* begin MATERIAL SHOWN *

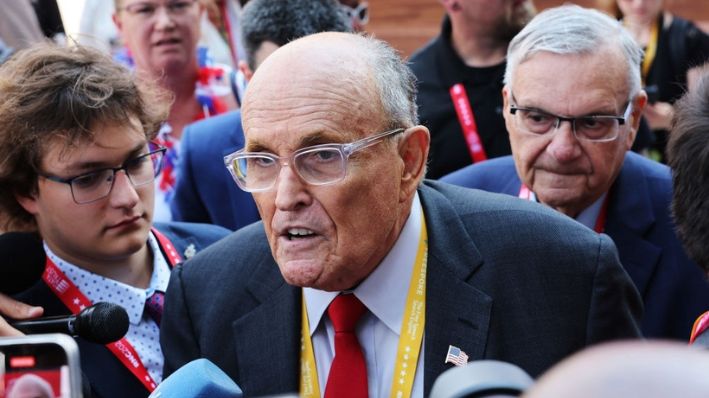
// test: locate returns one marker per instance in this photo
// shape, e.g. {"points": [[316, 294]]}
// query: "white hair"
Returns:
{"points": [[394, 81], [570, 29]]}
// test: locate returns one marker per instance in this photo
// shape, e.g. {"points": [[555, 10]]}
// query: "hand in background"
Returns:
{"points": [[14, 309]]}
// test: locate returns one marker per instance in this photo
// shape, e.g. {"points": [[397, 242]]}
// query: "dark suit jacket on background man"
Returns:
{"points": [[205, 192], [673, 287]]}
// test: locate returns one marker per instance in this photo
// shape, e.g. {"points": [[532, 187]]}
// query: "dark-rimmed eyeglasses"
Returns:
{"points": [[359, 14], [316, 165], [596, 128], [96, 185], [147, 9]]}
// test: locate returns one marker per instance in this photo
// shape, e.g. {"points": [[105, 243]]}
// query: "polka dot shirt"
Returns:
{"points": [[143, 333]]}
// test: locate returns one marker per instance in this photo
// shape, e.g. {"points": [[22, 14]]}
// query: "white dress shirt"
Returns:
{"points": [[143, 333], [384, 294]]}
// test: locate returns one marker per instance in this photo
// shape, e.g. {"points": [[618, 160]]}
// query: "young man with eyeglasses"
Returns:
{"points": [[572, 106], [78, 168]]}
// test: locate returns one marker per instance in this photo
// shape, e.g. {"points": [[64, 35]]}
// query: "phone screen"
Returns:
{"points": [[37, 370]]}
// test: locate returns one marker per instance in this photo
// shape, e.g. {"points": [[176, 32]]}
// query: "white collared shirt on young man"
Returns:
{"points": [[143, 333], [384, 294]]}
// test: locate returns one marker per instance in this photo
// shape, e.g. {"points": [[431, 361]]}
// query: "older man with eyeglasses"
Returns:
{"points": [[572, 104], [362, 279]]}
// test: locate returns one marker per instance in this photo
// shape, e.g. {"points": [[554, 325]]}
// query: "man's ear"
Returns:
{"points": [[639, 103], [413, 150], [117, 21], [506, 108], [245, 70]]}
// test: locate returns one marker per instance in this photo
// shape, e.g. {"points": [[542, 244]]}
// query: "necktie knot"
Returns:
{"points": [[345, 311], [154, 306]]}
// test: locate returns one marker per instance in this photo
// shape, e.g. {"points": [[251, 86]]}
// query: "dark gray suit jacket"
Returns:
{"points": [[507, 280]]}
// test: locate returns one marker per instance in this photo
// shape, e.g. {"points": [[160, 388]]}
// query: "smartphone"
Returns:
{"points": [[40, 365]]}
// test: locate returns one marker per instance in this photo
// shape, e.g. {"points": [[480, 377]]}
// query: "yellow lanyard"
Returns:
{"points": [[410, 336], [650, 50]]}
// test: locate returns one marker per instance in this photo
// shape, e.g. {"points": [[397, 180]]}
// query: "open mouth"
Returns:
{"points": [[170, 41], [299, 233]]}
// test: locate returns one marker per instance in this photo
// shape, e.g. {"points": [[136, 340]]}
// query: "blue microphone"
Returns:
{"points": [[198, 379]]}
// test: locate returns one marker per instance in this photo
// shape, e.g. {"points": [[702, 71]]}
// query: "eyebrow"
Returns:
{"points": [[317, 138], [81, 167]]}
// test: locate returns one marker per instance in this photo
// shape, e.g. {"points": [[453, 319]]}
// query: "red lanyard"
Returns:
{"points": [[466, 118], [526, 194], [76, 301]]}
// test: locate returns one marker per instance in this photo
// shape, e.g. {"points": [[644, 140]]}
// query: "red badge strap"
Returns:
{"points": [[700, 325], [466, 118], [76, 301], [173, 257], [526, 194]]}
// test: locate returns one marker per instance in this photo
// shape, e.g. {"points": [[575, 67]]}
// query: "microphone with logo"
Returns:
{"points": [[198, 379], [100, 323]]}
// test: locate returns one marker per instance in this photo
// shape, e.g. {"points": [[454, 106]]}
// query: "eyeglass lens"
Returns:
{"points": [[318, 166], [591, 127], [94, 186]]}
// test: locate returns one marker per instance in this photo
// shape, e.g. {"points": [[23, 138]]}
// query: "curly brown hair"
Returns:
{"points": [[688, 157], [49, 92]]}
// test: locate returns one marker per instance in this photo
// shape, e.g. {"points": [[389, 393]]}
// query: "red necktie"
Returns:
{"points": [[348, 372], [154, 305]]}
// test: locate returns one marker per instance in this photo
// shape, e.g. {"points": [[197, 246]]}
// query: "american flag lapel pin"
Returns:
{"points": [[456, 356]]}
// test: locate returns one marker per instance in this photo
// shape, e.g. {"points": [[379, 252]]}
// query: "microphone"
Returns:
{"points": [[482, 379], [198, 379], [23, 261], [101, 323]]}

* end MATERIAL SHOWN *

THE PROBLEM:
Please pull out every line in the items above that contains the string "microphone", matching case exactly.

THE RESPONSE:
// query: "blue microphone"
// query: "microphone with logo"
// query: "microphone"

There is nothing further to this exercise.